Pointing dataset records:
--
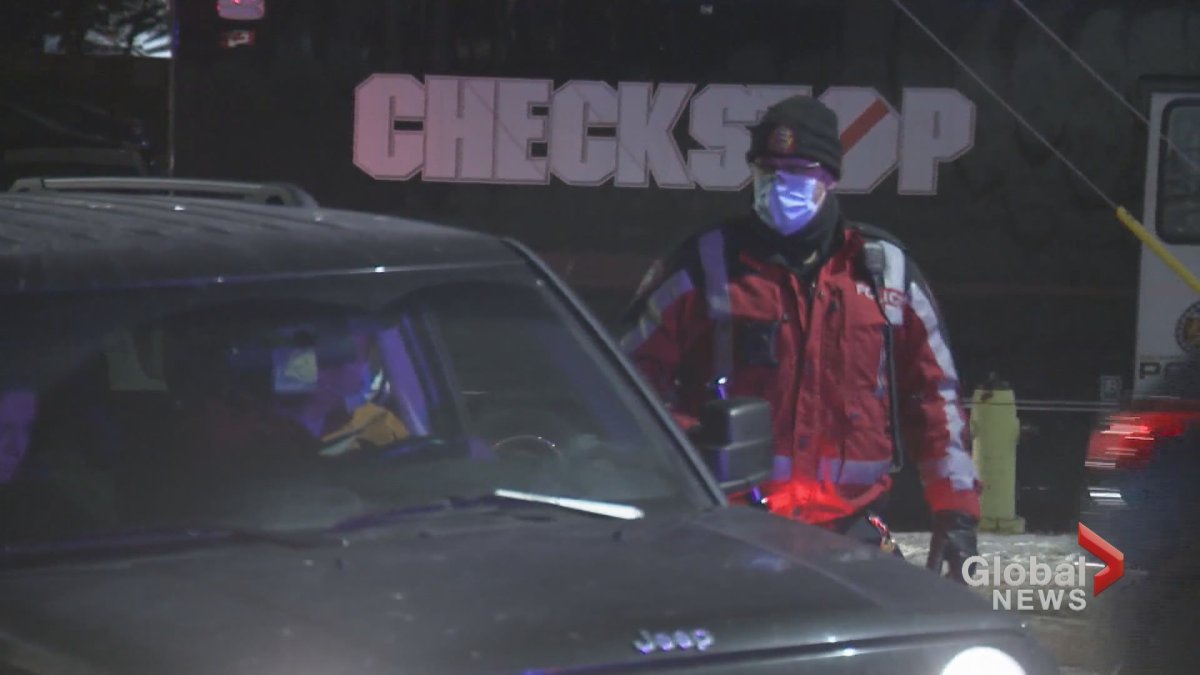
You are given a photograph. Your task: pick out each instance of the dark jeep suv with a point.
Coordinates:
(246, 434)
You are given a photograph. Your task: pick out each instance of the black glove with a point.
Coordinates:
(953, 541)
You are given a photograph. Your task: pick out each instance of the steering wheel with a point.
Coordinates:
(525, 431)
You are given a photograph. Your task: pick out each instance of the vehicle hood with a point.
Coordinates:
(469, 592)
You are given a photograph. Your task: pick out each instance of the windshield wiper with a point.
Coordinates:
(611, 509)
(624, 512)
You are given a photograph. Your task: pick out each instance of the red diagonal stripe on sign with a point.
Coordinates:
(873, 115)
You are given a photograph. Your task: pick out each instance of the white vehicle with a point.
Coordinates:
(1168, 308)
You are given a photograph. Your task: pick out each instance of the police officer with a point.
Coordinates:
(832, 324)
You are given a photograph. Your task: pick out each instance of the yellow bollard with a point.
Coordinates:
(995, 431)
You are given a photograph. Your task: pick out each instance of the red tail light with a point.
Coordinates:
(1128, 440)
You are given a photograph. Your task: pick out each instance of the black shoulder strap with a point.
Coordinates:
(875, 233)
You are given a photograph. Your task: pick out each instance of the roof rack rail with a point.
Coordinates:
(283, 193)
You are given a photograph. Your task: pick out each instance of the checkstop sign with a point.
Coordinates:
(1113, 559)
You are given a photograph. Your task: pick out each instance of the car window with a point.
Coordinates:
(298, 405)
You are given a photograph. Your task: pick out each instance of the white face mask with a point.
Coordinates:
(787, 201)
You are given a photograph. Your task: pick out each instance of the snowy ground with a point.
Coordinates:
(1077, 638)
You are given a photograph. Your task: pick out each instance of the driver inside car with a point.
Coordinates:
(298, 392)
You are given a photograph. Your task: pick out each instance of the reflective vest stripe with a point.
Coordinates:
(957, 464)
(893, 281)
(717, 293)
(670, 291)
(852, 472)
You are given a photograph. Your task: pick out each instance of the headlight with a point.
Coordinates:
(979, 661)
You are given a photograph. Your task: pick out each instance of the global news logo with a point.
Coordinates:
(1038, 585)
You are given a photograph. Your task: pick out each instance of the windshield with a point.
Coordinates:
(303, 404)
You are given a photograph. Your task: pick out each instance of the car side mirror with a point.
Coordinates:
(736, 440)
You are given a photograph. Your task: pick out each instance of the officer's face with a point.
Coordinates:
(795, 166)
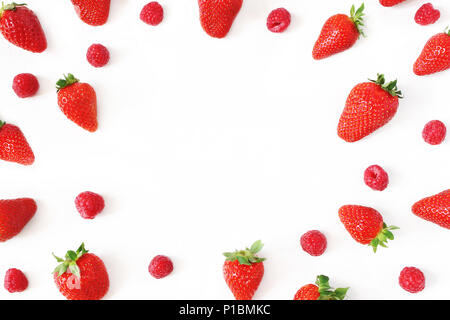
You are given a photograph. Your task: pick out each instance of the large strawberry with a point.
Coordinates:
(217, 16)
(435, 56)
(435, 209)
(81, 275)
(14, 215)
(339, 33)
(243, 271)
(13, 145)
(92, 12)
(366, 225)
(369, 106)
(78, 102)
(20, 26)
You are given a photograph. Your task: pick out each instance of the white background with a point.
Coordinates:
(207, 145)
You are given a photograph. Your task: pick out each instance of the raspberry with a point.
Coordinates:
(412, 279)
(427, 15)
(160, 267)
(152, 13)
(314, 242)
(97, 55)
(89, 204)
(434, 132)
(15, 280)
(376, 178)
(278, 20)
(25, 85)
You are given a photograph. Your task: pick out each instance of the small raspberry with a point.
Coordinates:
(314, 242)
(89, 204)
(97, 55)
(15, 280)
(412, 279)
(152, 13)
(25, 85)
(427, 15)
(434, 132)
(376, 178)
(278, 20)
(160, 267)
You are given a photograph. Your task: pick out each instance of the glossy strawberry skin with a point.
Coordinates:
(93, 283)
(217, 16)
(22, 28)
(14, 215)
(435, 209)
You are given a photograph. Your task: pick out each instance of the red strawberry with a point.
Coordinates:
(217, 16)
(366, 225)
(435, 56)
(20, 26)
(92, 12)
(13, 145)
(82, 276)
(369, 106)
(339, 33)
(14, 215)
(78, 102)
(320, 291)
(243, 271)
(435, 209)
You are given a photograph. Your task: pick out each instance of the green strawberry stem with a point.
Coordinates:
(326, 292)
(70, 262)
(247, 256)
(383, 236)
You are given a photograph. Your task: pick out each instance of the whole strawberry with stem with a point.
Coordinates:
(366, 225)
(369, 106)
(14, 146)
(81, 275)
(435, 209)
(78, 101)
(20, 26)
(243, 271)
(320, 291)
(435, 56)
(14, 215)
(217, 16)
(339, 33)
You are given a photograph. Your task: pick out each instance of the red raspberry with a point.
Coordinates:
(25, 85)
(160, 267)
(278, 20)
(15, 280)
(412, 279)
(89, 204)
(376, 178)
(427, 15)
(152, 13)
(314, 242)
(434, 132)
(97, 55)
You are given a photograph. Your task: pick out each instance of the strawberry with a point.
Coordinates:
(14, 215)
(13, 145)
(20, 26)
(339, 33)
(369, 106)
(435, 56)
(78, 102)
(366, 225)
(435, 209)
(92, 12)
(243, 271)
(217, 16)
(81, 276)
(320, 291)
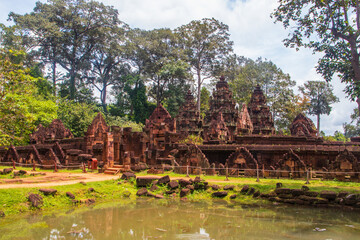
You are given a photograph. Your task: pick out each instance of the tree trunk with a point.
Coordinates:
(103, 96)
(355, 64)
(72, 85)
(318, 124)
(199, 91)
(54, 76)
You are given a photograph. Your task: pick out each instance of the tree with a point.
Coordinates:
(352, 129)
(158, 60)
(204, 100)
(206, 43)
(328, 27)
(22, 105)
(108, 62)
(76, 116)
(321, 96)
(244, 74)
(66, 32)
--
• [GOAL OF THE EXERCISE] Repeat the records word for word. Any picture in them should be left out.

• [FINAL RESULT]
You are given a photograph. Your task: pick out each instance of the dark jeep suv with a point.
Coordinates:
(246, 434)
You are given a photograph. Your task: pick out each instance of the black glove with a point.
Coordinates:
(953, 541)
You are given a photograph. Your task: pick out each instance of the steering wheel with a point.
Coordinates:
(525, 431)
You are given a photograph. Your task: pick out each instance of the vehicle hood with a point.
Coordinates:
(469, 592)
You are given a photograph. Your task: pick out each instance of the windshield wiper with a point.
Coordinates:
(611, 509)
(624, 512)
You are given a photograph. Your task: pick out each instance of the red diagonal stripe on sign with a point.
Coordinates:
(873, 115)
You are given a photograph. Your task: pick out each instance of the white vehicle with a point.
Coordinates:
(1168, 308)
You are given a photograph. Your task: pick out each instance of the police officer with a point.
Coordinates:
(832, 324)
You are given a photograph. Your task: pick out each instance of the yellow bollard with a point.
Coordinates:
(995, 431)
You are given a photograph. Your task: pick out each instance of the red tail light with a point.
Coordinates:
(1128, 440)
You are given a photograph. Your task: pick out each instance of the black shoulder strap with a point.
Coordinates:
(875, 233)
You are given a photograph. Your task: pick out each instance of the roof rack rail with a point.
Coordinates:
(283, 193)
You are given a photograph. Your task: pick out each instance of the checkstop sign with a point.
Coordinates:
(1113, 559)
You are given a photograph. Your task: pick out each instance of the car window with a point.
Coordinates:
(298, 405)
You are given a photograph. Your task: pick out each instance of the white face mask with a point.
Coordinates:
(787, 201)
You are given a photograph. Your task: pick out each instance of the snowy ground with a point.
Coordinates:
(1077, 638)
You are given a photograph. Your task: pick out each instance of the driver inside car with a point.
Coordinates:
(298, 392)
You are given a photograph. Your task: pick out each instance of the reflective vest stripe with a point.
Coordinates:
(957, 464)
(893, 281)
(717, 293)
(670, 291)
(852, 472)
You are given a photograph. Your task: pick out each instance of the headlight with a point.
Coordinates:
(979, 661)
You are given a photograph. Your task: pick out each instance of the global news logo with a point.
Coordinates:
(1038, 585)
You are given a photograph. Your task: pick out each instance of the windshield with a point.
Coordinates:
(303, 404)
You are given a photograph. Your task: pick out each instance of the car side mirror with a point.
Coordinates:
(736, 440)
You are given a photograph. Your task: pick out each instance of the officer's face with a point.
Coordinates:
(795, 166)
You are given a photograph. Your task: pick out each instance of the large strawberry with a point.
Coordinates:
(217, 16)
(435, 56)
(435, 209)
(81, 275)
(14, 215)
(339, 33)
(243, 271)
(13, 145)
(92, 12)
(366, 225)
(369, 106)
(78, 102)
(20, 26)
You are given a photograph. Your task: pick out each instance of the white background with a point.
Coordinates:
(207, 145)
You are given a photograph. Your task: pick out each instance of the raspberry with a point.
Coordinates:
(412, 279)
(427, 15)
(160, 267)
(152, 13)
(314, 242)
(97, 55)
(89, 204)
(434, 132)
(15, 280)
(376, 178)
(278, 20)
(25, 85)
You are given a photograph. Your task: pick out each instance of the small raspberry with a point.
Coordinates:
(314, 242)
(89, 204)
(97, 55)
(15, 280)
(412, 279)
(152, 13)
(25, 85)
(427, 15)
(434, 132)
(376, 178)
(278, 20)
(160, 267)
You are given a photograph. Your task: pick out each instance of the glossy strawberry skin with a point.
Coordinates:
(93, 283)
(217, 16)
(22, 28)
(14, 215)
(435, 209)
You are given a photograph. Your task: pick out each instance of the red strawberry with a point.
Coordinates:
(217, 16)
(366, 225)
(435, 56)
(20, 26)
(92, 12)
(13, 145)
(82, 276)
(369, 106)
(339, 33)
(14, 215)
(78, 102)
(320, 291)
(243, 271)
(435, 209)
You are given a photograph. Your task: pick out each instance of the green strawberry stem with a point.
Coordinates:
(326, 292)
(70, 262)
(247, 256)
(383, 236)
You are given a photograph. Your task: pick out each instance of the whole strawberry with stem with a point.
Coordinates:
(366, 225)
(369, 106)
(14, 146)
(81, 275)
(435, 209)
(78, 101)
(20, 26)
(243, 271)
(320, 291)
(435, 56)
(14, 215)
(217, 16)
(339, 33)
You are given a photograph. Your task: pick out each instance of the red raspberry with a point.
Coordinates:
(25, 85)
(160, 267)
(278, 20)
(15, 280)
(412, 279)
(89, 204)
(376, 178)
(427, 15)
(152, 13)
(314, 242)
(434, 132)
(97, 55)
You are given a photograph. Your task: pick out each instance of the strawberry with a point.
Coordinates:
(14, 215)
(13, 145)
(20, 26)
(339, 33)
(369, 106)
(435, 56)
(78, 102)
(366, 225)
(435, 209)
(92, 12)
(243, 271)
(217, 16)
(81, 276)
(320, 291)
You are given a photograph. Your task: pick out each instance of the tree trunk with a point.
Coordinates:
(103, 96)
(355, 64)
(72, 85)
(318, 124)
(199, 91)
(54, 76)
You are given a photograph. Your task: pick out each instance of the tree with a point.
Coordinates:
(352, 129)
(158, 60)
(204, 100)
(206, 43)
(328, 27)
(22, 105)
(108, 62)
(76, 116)
(321, 96)
(244, 74)
(66, 32)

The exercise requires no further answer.